• Page
_ _ _

[Country map of Peru]



Location: Western South America, bordering the South Pacific Ocean, between Chile and Ecuador

Map references: South America

total area: 1,285,220 sq km
land area: 1.28 million sq km
comparative area: slightly smaller than Alaska

Land boundaries: total 6,940 km, Bolivia 900 km, Brazil 1,560 km, Chile 160 km, Colombia 2,900 km, Ecuador 1,420 km

Coastline: 2,414 km

Maritime claims:
continental shelf: 200 nm
territorial sea: 200 nm

International disputes: three sections of the boundary with Ecuador are in dispute

Climate: varies from tropical in east to dry desert in west

Terrain: western coastal plain (costa), high and rugged Andes in center (sierra), eastern lowland jungle of Amazon Basin (selva)

Natural resources: copper, silver, gold, petroleum, timber, fish, iron ore, coal, phosphate, potash

Land use:
arable land: 3%
permanent crops: 0%
meadows and pastures: 21%
forest and woodland: 55%
other: 21%

Irrigated land: 12,500 sq km (1989 est.)

current issues: deforestation; overgrazing of the slopes of the costa and sierra leading to soil erosion; desertification; air pollution in Lima; pollution of rivers and coastal waters from municipal and mining wastes
natural hazards: earthquakes, tsunamis, flooding, landslides, mild volcanic activity
international agreements: party to - Antarctic-Environmental Protocol, Antarctic Treaty, Biodiversity, Climate Change, Endangered Species, Hazardous Wastes, Nuclear Test Ban, Ozone Layer Protection, Ship Pollution, Tropical Timber 83, Wetlands, Whaling; signed, but not ratified - Desertification, Tropical Timber 94

Note: shares control of Lago Titicaca, world's highest navigable lake, with Bolivia


Population: 24,087,372 (July 1995 est.)

Age structure:
0-14 years: 35% (female 4,152,520; male 4,296,293)
15-64 years: 61% (female 7,280,287; male 7,378,227)
65 years and over: 4% (female 535,156; male 444,889) (July 1995 est.)

Population growth rate: 1.8% (1995 est.)

Birth rate: 24.88 births/1,000 population (1995 est.)

Death rate: 6.84 deaths/1,000 population (1995 est.)

Net migration rate: 0 migrant(s)/1,000 population (1995 est.)

Infant mortality rate: 52.1 deaths/1,000 live births (1995 est.)

Life expectancy at birth:
total population: 66.07 years
male: 63.86 years
female: 68.38 years (1995 est.)

Total fertility rate: 3 children born/woman (1995 est.)

noun: Peruvian(s)
adjective: Peruvian

Ethnic divisions: Indian 45%, mestizo (mixed Indian and European ancestry) 37%, white 15%, black, Japanese, Chinese, and other 3%

Religions: Roman Catholic

Languages: Spanish (official), Quechua (official), Aymara

Literacy: age 15 and over can read and write (1990 est.)
total population: 82%
male: 92%
female: 74%

Labor force: 8 million (1992)

_ _ _

Object pointing dataset rows

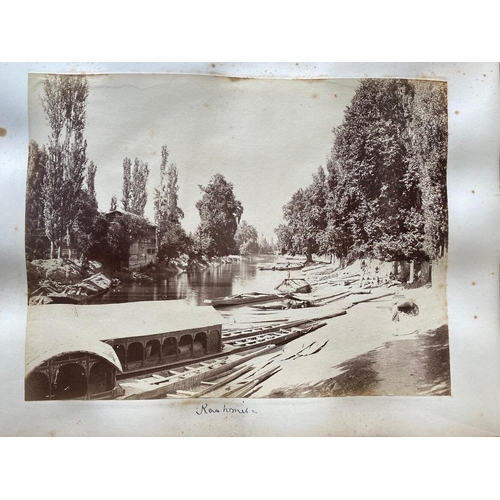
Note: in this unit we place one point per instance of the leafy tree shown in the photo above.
(305, 218)
(124, 229)
(173, 243)
(220, 214)
(429, 136)
(247, 239)
(127, 185)
(91, 171)
(139, 194)
(170, 237)
(37, 158)
(64, 103)
(385, 194)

_ _ _

Answer these questions using the Peru country profile:
1. How long is Peru's coastline?
2. Which lake does Peru share control of with Bolivia?
3. Which languages are listed as official?

• Response
1. 2,414 km
2. Lago Titicaca
3. Spanish and Quechua